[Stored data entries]
* * * *

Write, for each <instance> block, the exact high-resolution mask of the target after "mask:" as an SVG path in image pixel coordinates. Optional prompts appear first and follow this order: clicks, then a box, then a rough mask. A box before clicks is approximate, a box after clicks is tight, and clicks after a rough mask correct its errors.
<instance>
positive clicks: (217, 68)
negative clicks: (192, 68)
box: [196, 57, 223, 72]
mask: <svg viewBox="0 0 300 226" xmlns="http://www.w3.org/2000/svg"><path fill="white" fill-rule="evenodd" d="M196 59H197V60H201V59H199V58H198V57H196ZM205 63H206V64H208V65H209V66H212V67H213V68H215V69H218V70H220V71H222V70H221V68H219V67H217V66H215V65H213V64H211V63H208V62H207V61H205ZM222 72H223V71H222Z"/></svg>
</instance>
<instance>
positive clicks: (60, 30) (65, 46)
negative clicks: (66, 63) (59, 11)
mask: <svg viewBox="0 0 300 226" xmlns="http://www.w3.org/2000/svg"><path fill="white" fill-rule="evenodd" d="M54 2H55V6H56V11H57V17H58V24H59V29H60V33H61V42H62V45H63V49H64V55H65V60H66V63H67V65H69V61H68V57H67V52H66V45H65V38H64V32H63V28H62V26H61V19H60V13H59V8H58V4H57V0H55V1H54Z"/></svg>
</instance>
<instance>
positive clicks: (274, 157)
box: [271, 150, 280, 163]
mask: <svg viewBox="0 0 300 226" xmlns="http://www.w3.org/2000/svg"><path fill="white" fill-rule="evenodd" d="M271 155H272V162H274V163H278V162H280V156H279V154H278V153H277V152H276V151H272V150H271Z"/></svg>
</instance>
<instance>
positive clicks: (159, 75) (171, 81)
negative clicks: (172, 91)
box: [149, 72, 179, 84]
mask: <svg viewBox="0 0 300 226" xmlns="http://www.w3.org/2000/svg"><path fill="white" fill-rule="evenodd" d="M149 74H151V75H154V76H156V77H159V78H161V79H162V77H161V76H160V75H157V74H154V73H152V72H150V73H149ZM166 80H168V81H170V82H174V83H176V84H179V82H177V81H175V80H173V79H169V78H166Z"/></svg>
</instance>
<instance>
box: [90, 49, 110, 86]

* * * *

▶ **Work task**
Change every occurrence of "positive clicks" in the data above to "foreground clicks", and reproduce all the lines with nothing else altered.

▶ **Answer section**
Write, for each <instance> block, the exact high-resolution mask of the target after "mask:" as an SVG path in image pixel coordinates. Optional prompts appear first and follow this order: clicks, then a box, then a rough mask. A box before clicks is approximate, a box after clicks is tight, and clicks after a rough mask correct its errors.
<instance>
foreground clicks: (217, 68)
negative clicks: (192, 68)
box: [196, 57, 223, 72]
mask: <svg viewBox="0 0 300 226" xmlns="http://www.w3.org/2000/svg"><path fill="white" fill-rule="evenodd" d="M196 59H197V60H201V59H199V58H198V57H196ZM205 63H206V64H208V65H209V66H212V67H213V68H215V69H218V70H220V71H222V70H221V68H219V67H217V66H215V65H213V64H211V63H208V62H207V61H205ZM222 72H223V71H222Z"/></svg>
</instance>
<instance>
foreground clicks: (60, 30) (65, 46)
negative clicks: (66, 63) (59, 11)
mask: <svg viewBox="0 0 300 226" xmlns="http://www.w3.org/2000/svg"><path fill="white" fill-rule="evenodd" d="M54 2H55V6H56V11H57V17H58V24H59V29H60V33H61V42H62V45H63V49H64V55H65V60H66V63H67V65H69V61H68V57H67V52H66V45H65V38H64V32H63V28H62V26H61V19H60V13H59V8H58V4H57V0H55V1H54Z"/></svg>
</instance>
<instance>
foreground clicks: (274, 157)
box: [271, 150, 280, 163]
mask: <svg viewBox="0 0 300 226" xmlns="http://www.w3.org/2000/svg"><path fill="white" fill-rule="evenodd" d="M271 155H272V162H274V163H278V162H280V156H279V154H278V153H277V152H276V151H272V150H271Z"/></svg>
</instance>
<instance>
foreground clicks: (159, 75) (171, 81)
negative clicks: (172, 91)
box: [149, 72, 179, 84]
mask: <svg viewBox="0 0 300 226" xmlns="http://www.w3.org/2000/svg"><path fill="white" fill-rule="evenodd" d="M149 74H151V75H154V76H156V77H159V78H161V79H162V77H161V76H160V75H157V74H154V73H152V72H150V73H149ZM166 80H168V81H170V82H174V83H176V84H179V82H177V81H175V80H173V79H169V78H166Z"/></svg>
</instance>
<instance>
box: [90, 49, 110, 86]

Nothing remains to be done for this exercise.